Data extracted from a collection
__________________________________________________

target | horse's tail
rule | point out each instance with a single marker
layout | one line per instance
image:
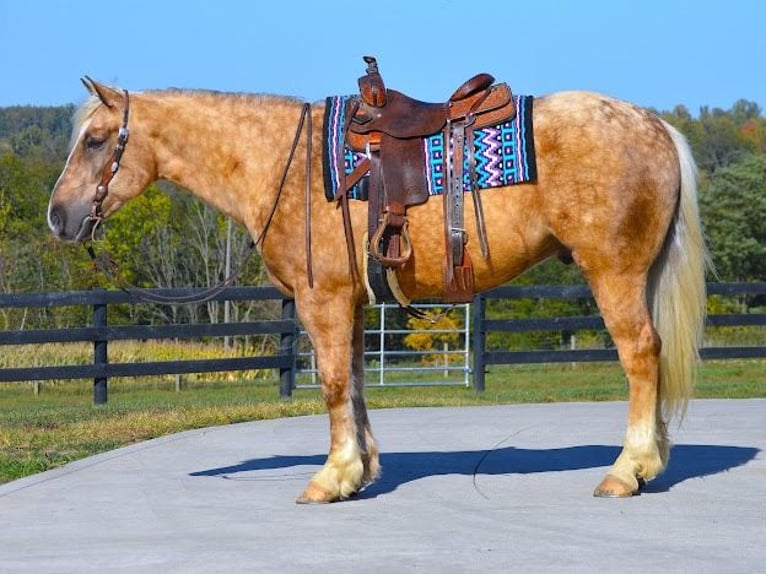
(676, 293)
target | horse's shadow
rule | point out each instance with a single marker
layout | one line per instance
(687, 461)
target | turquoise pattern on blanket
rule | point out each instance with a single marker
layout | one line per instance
(504, 153)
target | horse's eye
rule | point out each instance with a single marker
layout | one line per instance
(94, 142)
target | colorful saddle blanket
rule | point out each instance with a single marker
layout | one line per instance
(505, 153)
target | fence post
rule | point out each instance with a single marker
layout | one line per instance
(287, 346)
(100, 356)
(478, 343)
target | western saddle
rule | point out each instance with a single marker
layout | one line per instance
(389, 127)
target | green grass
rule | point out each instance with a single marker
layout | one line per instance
(60, 424)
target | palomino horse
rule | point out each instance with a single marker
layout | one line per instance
(615, 192)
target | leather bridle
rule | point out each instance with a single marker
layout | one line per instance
(111, 167)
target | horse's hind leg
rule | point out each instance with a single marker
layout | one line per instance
(332, 325)
(623, 305)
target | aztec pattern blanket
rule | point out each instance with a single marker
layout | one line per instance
(504, 153)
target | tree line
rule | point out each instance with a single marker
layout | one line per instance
(168, 238)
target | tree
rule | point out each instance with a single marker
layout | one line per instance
(733, 207)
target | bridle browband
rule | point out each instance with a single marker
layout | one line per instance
(110, 169)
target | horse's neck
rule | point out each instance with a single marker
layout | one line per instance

__________________________________________________

Exercise requirements
You are asked to reproduce each line above exactly, but to exclude the pictures.

Response
target | horse's tail
rule | point out each instance with a single marker
layout | one line per instance
image:
(676, 293)
target | horse's shadow
rule | point out each instance with a single marker
layout | one line per instance
(687, 461)
target | turquoise pattern on blanket
rule | point out each instance with a single marker
layout | one line per instance
(504, 153)
target | horse's eye
rule | point out each instance with a single marker
layout | one line per instance
(94, 142)
target | colorful saddle blanket
rule | point out each instance with a single marker
layout | one line per instance
(505, 153)
target | fence post
rule | point out each instance with a single marker
layout | one line per instance
(287, 346)
(100, 356)
(478, 343)
target | western saddle
rule | point out each instance with a single marker
layout | one line per instance
(389, 127)
target | green grass
rule | point out each instance with a single marker
layout | one line per instance
(60, 424)
target | palomino horse
rule | point out each instance with a single marker
layout | one line per instance
(615, 192)
target | leather bridle
rule | point out each instance with a single marker
layout | one line per instance
(111, 167)
target | horse's hind leg
rule | point out each instance with a single marker
layout | one line per instance
(332, 325)
(623, 305)
target | aztec pattern blanket
rule | point out each instance with a single marker
layout | one line per instance
(504, 153)
target | tree line
rule | point out each instance with a single marker
layout | one line per instance
(168, 238)
target | tree
rule | point out each instance with a single marker
layout | one line per instance
(733, 207)
target | bridle browband
rule | point out each instance with a single marker
layout | one line per instance
(110, 169)
target | horse's neck
rule | point out each instance with a single marker
layout | one line per instance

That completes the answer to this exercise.